- **EXERCISE INSTRUCTIONS**
Transcribe all the entries word for word, omitting any pictures they contain.

Start of PROVIDED DATA

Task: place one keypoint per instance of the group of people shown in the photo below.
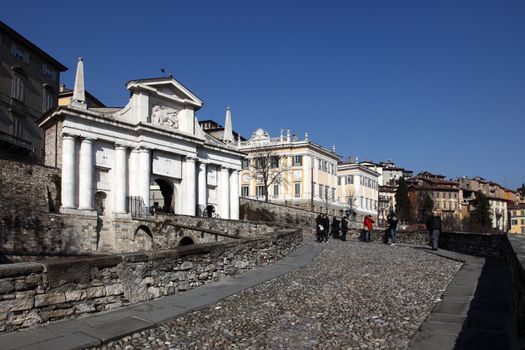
(338, 229)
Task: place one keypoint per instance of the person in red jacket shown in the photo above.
(368, 225)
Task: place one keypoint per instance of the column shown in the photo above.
(202, 186)
(85, 175)
(119, 180)
(189, 181)
(224, 187)
(144, 172)
(133, 172)
(307, 177)
(68, 171)
(234, 195)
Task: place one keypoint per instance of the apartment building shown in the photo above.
(306, 171)
(29, 87)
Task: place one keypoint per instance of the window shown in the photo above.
(274, 162)
(16, 126)
(48, 100)
(17, 90)
(20, 54)
(49, 72)
(260, 191)
(297, 190)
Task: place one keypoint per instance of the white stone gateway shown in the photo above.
(111, 156)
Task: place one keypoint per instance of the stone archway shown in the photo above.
(162, 195)
(100, 203)
(186, 241)
(143, 238)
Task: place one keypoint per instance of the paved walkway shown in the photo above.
(392, 313)
(97, 329)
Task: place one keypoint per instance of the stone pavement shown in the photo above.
(476, 311)
(102, 328)
(353, 295)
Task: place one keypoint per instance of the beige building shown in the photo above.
(498, 198)
(517, 218)
(305, 172)
(358, 188)
(446, 195)
(29, 84)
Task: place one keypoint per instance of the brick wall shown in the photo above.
(29, 195)
(32, 293)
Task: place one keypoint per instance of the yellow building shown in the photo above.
(517, 218)
(305, 173)
(358, 188)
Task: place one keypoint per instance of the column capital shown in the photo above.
(88, 139)
(143, 149)
(191, 159)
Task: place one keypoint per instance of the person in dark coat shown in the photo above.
(335, 228)
(319, 227)
(368, 225)
(326, 227)
(344, 228)
(434, 229)
(392, 226)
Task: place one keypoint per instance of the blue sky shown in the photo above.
(433, 85)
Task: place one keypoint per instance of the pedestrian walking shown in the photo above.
(344, 228)
(368, 225)
(434, 229)
(392, 226)
(319, 228)
(326, 227)
(335, 228)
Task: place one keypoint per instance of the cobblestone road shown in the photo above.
(352, 296)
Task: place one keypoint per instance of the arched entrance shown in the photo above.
(100, 203)
(161, 196)
(186, 241)
(143, 238)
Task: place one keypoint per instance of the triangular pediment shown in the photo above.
(168, 88)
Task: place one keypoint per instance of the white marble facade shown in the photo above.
(117, 152)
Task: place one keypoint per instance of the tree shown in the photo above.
(480, 217)
(403, 206)
(425, 206)
(268, 168)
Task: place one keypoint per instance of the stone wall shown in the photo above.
(32, 293)
(254, 210)
(29, 195)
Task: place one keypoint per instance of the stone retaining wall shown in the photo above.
(29, 195)
(32, 293)
(254, 210)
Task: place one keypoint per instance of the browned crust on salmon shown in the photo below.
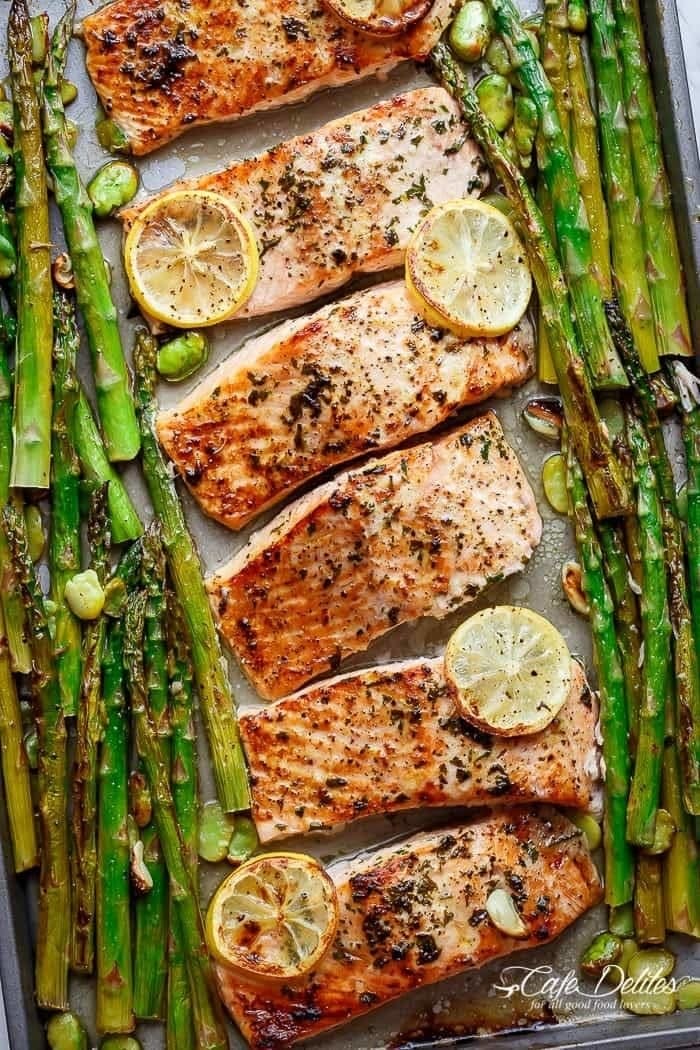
(163, 66)
(393, 738)
(418, 532)
(416, 912)
(355, 377)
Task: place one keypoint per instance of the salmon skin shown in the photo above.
(355, 377)
(415, 912)
(163, 66)
(418, 532)
(391, 738)
(344, 200)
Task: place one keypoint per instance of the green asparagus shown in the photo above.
(64, 547)
(32, 423)
(663, 266)
(571, 223)
(644, 794)
(123, 518)
(179, 1030)
(114, 988)
(114, 402)
(585, 149)
(88, 736)
(150, 963)
(54, 925)
(209, 1029)
(619, 858)
(210, 672)
(685, 658)
(606, 482)
(628, 246)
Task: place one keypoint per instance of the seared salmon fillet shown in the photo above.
(357, 376)
(163, 66)
(418, 532)
(391, 738)
(415, 912)
(345, 198)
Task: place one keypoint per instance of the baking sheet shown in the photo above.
(440, 1012)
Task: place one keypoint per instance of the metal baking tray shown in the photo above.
(448, 1013)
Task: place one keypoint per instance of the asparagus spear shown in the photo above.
(35, 340)
(554, 59)
(88, 736)
(573, 231)
(685, 656)
(210, 672)
(656, 641)
(628, 247)
(619, 858)
(587, 163)
(54, 926)
(114, 987)
(11, 600)
(150, 966)
(210, 1032)
(179, 1031)
(64, 547)
(114, 402)
(605, 478)
(688, 389)
(663, 266)
(124, 521)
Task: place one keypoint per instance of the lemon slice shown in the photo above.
(467, 270)
(191, 258)
(380, 18)
(511, 670)
(274, 917)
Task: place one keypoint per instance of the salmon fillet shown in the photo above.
(418, 532)
(297, 400)
(391, 738)
(163, 66)
(345, 198)
(415, 912)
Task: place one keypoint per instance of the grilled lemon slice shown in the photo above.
(380, 18)
(275, 917)
(511, 670)
(191, 258)
(467, 270)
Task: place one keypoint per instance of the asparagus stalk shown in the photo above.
(88, 736)
(210, 1033)
(627, 617)
(571, 222)
(64, 546)
(628, 246)
(210, 672)
(663, 266)
(656, 641)
(54, 924)
(114, 402)
(150, 968)
(619, 858)
(554, 59)
(179, 1032)
(603, 476)
(11, 599)
(688, 389)
(587, 163)
(124, 521)
(649, 911)
(685, 656)
(35, 339)
(114, 986)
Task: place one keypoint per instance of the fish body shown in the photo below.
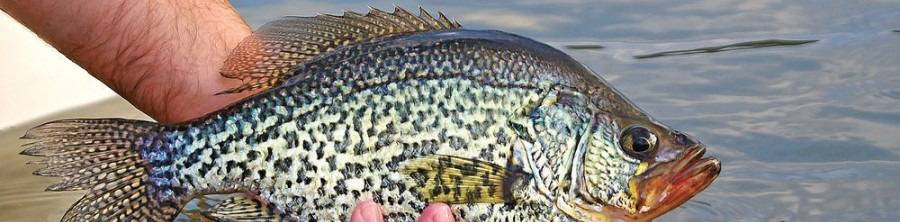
(501, 127)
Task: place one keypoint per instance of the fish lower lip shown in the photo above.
(676, 182)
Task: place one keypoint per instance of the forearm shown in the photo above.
(163, 56)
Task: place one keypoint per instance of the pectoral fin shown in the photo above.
(455, 180)
(241, 208)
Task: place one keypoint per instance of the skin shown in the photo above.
(162, 56)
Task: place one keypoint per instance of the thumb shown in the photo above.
(367, 211)
(437, 212)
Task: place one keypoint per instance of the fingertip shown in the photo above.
(437, 212)
(367, 211)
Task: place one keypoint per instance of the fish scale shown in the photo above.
(324, 127)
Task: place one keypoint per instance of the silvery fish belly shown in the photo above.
(398, 108)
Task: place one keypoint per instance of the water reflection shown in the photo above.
(729, 47)
(805, 133)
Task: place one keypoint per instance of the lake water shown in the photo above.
(805, 132)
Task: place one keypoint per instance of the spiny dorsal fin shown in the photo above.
(241, 208)
(458, 180)
(264, 59)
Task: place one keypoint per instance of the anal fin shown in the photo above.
(241, 208)
(457, 180)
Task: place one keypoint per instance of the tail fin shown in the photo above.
(105, 156)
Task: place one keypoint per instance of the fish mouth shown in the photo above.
(669, 184)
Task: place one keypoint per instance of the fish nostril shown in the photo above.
(686, 140)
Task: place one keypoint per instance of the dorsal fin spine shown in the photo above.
(265, 58)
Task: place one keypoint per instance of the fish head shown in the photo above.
(634, 168)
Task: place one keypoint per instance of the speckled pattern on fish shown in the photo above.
(401, 109)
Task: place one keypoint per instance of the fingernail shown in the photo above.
(443, 214)
(372, 215)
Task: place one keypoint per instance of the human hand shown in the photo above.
(163, 56)
(369, 211)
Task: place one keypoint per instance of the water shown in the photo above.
(805, 133)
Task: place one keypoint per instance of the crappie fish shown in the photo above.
(399, 108)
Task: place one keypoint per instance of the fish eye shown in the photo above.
(638, 141)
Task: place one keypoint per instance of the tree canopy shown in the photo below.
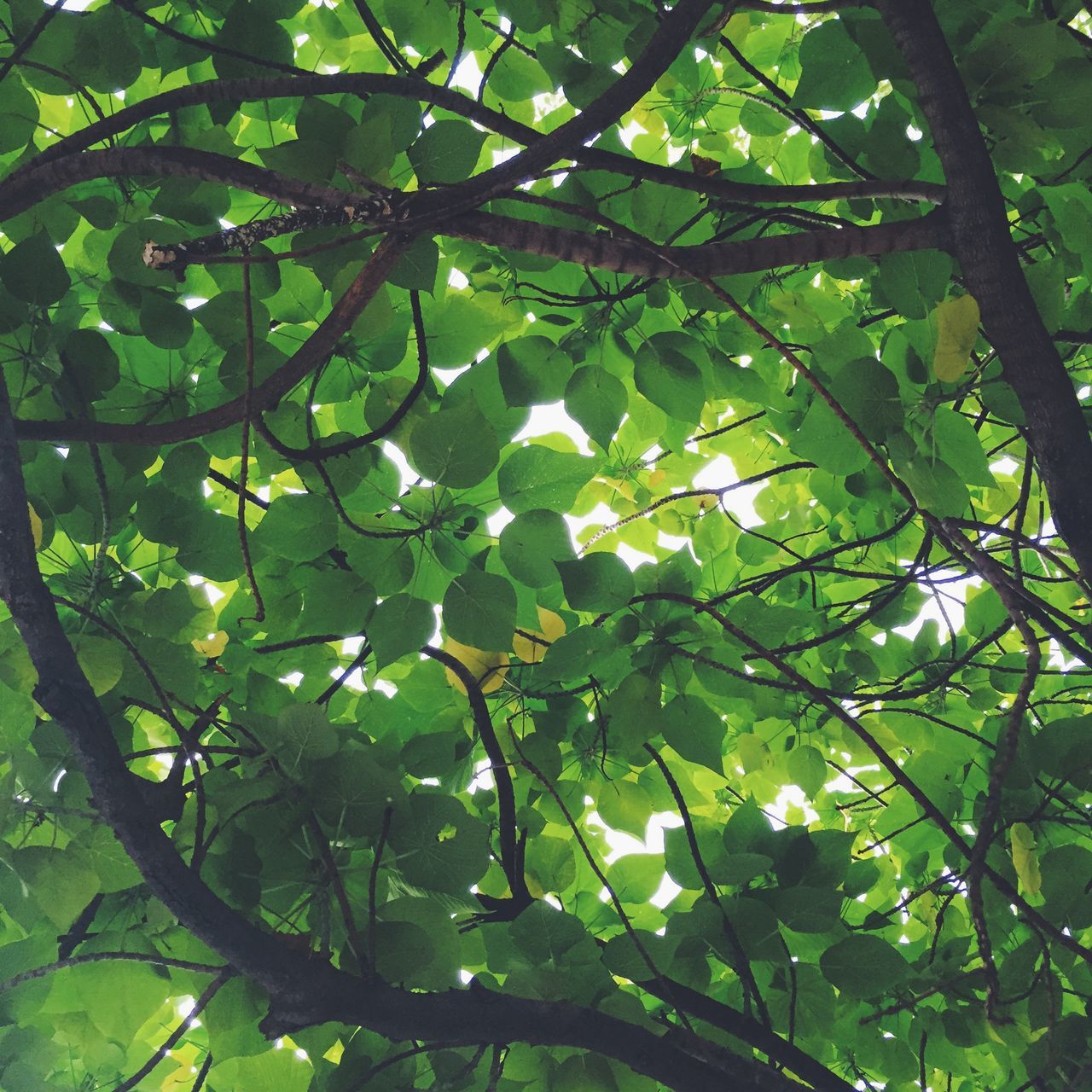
(546, 545)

End of PROVIDED DATA

- **THE COMPLETED TASK**
Task: place one keypoint per instance of the group of people shown in the photo below.
(338, 229)
Task: place one keypoint per instance of the person in red jacket shown in the photo above.
(368, 225)
Task: place one keypoint per instance of the column shown in the photo above.
(202, 186)
(85, 175)
(119, 180)
(189, 181)
(224, 187)
(144, 172)
(133, 172)
(307, 177)
(68, 171)
(234, 195)
Task: place one keypoint per instance of the apartment building shown in the photo above.
(306, 171)
(29, 87)
Task: place one keypoint per instance of the window shown in the photo above.
(274, 162)
(16, 126)
(48, 100)
(17, 90)
(20, 54)
(49, 72)
(260, 191)
(297, 190)
Task: place one keypoint per instance of the white stone gateway shown in the photo above.
(111, 156)
Task: place one keypoint per instance of the stone archway shown in the photo above.
(162, 195)
(100, 203)
(186, 241)
(143, 238)
Task: place one keypoint per instance of the paved walkway shown in the photo above.
(392, 313)
(97, 329)
Task: place one keypoint per instance of the stone pavement shown in the photo above.
(476, 311)
(102, 328)
(353, 295)
Task: place one keypoint per instance of the beige building shown in the photo above.
(498, 198)
(517, 218)
(305, 172)
(358, 188)
(446, 195)
(29, 84)
Task: place one keypoint per instance of the brick wall shown in the photo above.
(29, 195)
(32, 293)
Task: place one keypoint per instance of the yellow building shown in the photo above.
(517, 218)
(305, 173)
(358, 188)
Task: place one keypoint per instance of the column capital shown in the photo above.
(88, 139)
(143, 149)
(191, 159)
Task: place one keypoint per instance of the person in dark coat shown in the photo above.
(335, 228)
(319, 227)
(368, 225)
(326, 227)
(344, 228)
(434, 229)
(392, 226)
Task: place one keypoint per instance of the blue sky shown in the photo above.
(433, 85)
Task: place one keypoint per instance of the pedestrian walking shown in the photo above.
(344, 228)
(368, 225)
(434, 229)
(392, 226)
(319, 228)
(326, 227)
(335, 228)
Task: place one keypoint per instance of the cobblestone road shown in the photo above.
(352, 296)
Task: place one keypoint per instance of the arched entrance shown in the photo above.
(100, 203)
(161, 196)
(186, 241)
(143, 238)
Task: place one keypoint per instance of the triangular pediment shown in the photo above.
(168, 88)
Task: place one keypoint per instance of the white marble facade shown in the photo above.
(117, 152)
Task: place one keypoint per instance of the tree shown in the photo above.
(480, 217)
(403, 206)
(425, 206)
(268, 168)
Task: place one keypoint per instance of the stone wall shown in the photo above.
(32, 293)
(254, 210)
(29, 195)
Task: place one keypoint per instance of the stone retaining wall shown in the photo above.
(29, 195)
(32, 293)
(254, 210)
Task: place one keypoint per instance of the browned crust on salmon shown in the photo below.
(163, 66)
(393, 738)
(418, 532)
(416, 912)
(355, 377)
Task: place one keypoint per instance of the salmon skin shown in the photo above.
(355, 377)
(415, 912)
(163, 66)
(418, 532)
(391, 738)
(344, 200)
Task: place one keypoint per instance of the green asparagus shown in the photo above.
(64, 547)
(32, 423)
(663, 266)
(571, 223)
(644, 794)
(123, 518)
(179, 1030)
(114, 988)
(114, 402)
(585, 149)
(88, 736)
(150, 963)
(54, 925)
(209, 1029)
(619, 858)
(210, 672)
(685, 658)
(606, 482)
(628, 246)
Task: place one keypoint per instance of the seared salmon fillet shown in the photo above.
(357, 376)
(163, 66)
(418, 532)
(391, 738)
(415, 912)
(345, 198)
Task: place one keypoint per instance of the baking sheet shown in the photo above.
(440, 1012)
Task: place one keypoint per instance of the metal baking tray shown in the photo above.
(448, 1013)
Task: place one keypoint per instance of the asparagus spear shown in the photo above.
(35, 340)
(554, 59)
(88, 736)
(573, 231)
(685, 656)
(210, 672)
(656, 641)
(628, 247)
(619, 858)
(587, 163)
(54, 926)
(114, 987)
(11, 600)
(150, 966)
(210, 1032)
(179, 1031)
(64, 547)
(114, 402)
(605, 478)
(688, 389)
(663, 266)
(124, 521)
Task: place one keypoint per instance of the lemon slice shown in the photo above.
(467, 270)
(191, 258)
(380, 18)
(511, 670)
(274, 917)
Task: place one keypoint per instance of the salmon fillet shown in the photo above.
(418, 532)
(297, 400)
(391, 738)
(163, 66)
(345, 198)
(415, 912)
Task: place one keypoint per instance of the grilled lemon slice shown in the photo above.
(380, 18)
(275, 917)
(511, 670)
(191, 258)
(467, 270)
Task: place one keypoint per instance of the asparagus stalk shown in the photo above.
(88, 736)
(210, 1033)
(627, 617)
(571, 222)
(64, 546)
(628, 246)
(210, 672)
(663, 266)
(656, 641)
(54, 924)
(114, 402)
(150, 968)
(619, 858)
(554, 59)
(179, 1032)
(603, 476)
(11, 599)
(688, 389)
(587, 163)
(124, 521)
(649, 911)
(685, 656)
(35, 339)
(114, 986)
Task: place one keypoint per instance of the fish body shown in the photo below.
(501, 127)
Task: place one keypoint per instance of the fish lower lip shown in the photo above.
(676, 182)
Task: place one keypoint per instance of the forearm shown in the photo above.
(163, 56)
Task: place one keypoint per instance of the pectoral fin shown in the photo above.
(455, 180)
(241, 208)
Task: place one keypoint per instance of the skin shown in the photo above.
(162, 56)
Task: place one keypoint per instance of the thumb shown in the photo above.
(367, 211)
(437, 212)
Task: place one keypoint per instance of the fingertip shown in the photo above.
(437, 212)
(367, 211)
Task: place one keypoint per instance of the fish scale shown in the photo above.
(324, 127)
Task: place one keypoint per instance of the silvery fish belly shown in the photo above.
(398, 108)
Task: place one keypoint per instance of the water reflection shown in the photo above.
(729, 47)
(805, 133)
Task: place one keypoint per instance of the lake water shown in the photo above.
(805, 132)
Task: place one keypoint per instance of the spiny dorsal fin shown in the photo above.
(241, 208)
(458, 180)
(264, 59)
Task: place one keypoint per instance of the anal fin shown in the photo above.
(241, 208)
(457, 180)
Task: place one keypoint per instance of the tail fin shown in the photo above.
(105, 156)
Task: place one keypoint per instance of the fish mouth shown in the photo above.
(669, 184)
Task: place one keypoint per instance of the fish nostril shown in the photo above.
(686, 140)
Task: place one keypoint per instance of the dorsal fin spine shown in the photo above.
(265, 58)
Task: place one keypoint per instance of the fish head shown in the photo above.
(634, 168)
Task: place one keypoint per instance of the speckled pattern on fish shown in the photo above.
(401, 109)
Task: place one keypoint per instance of the fingernail shown in the photo above.
(443, 214)
(372, 215)
Task: place one keypoint per instance of the human hand shown in the photo above.
(163, 56)
(369, 211)
Task: place one keypoint per instance of the water shown in the photo above.
(805, 133)
Task: place one keypoint per instance of the crappie fish shown in the photo above.
(399, 108)
Task: place one keypoint per instance of the fish eye shown in the photo above.
(638, 141)
Task: place one keypoint per instance of the tree canopy shown in the photo below.
(546, 545)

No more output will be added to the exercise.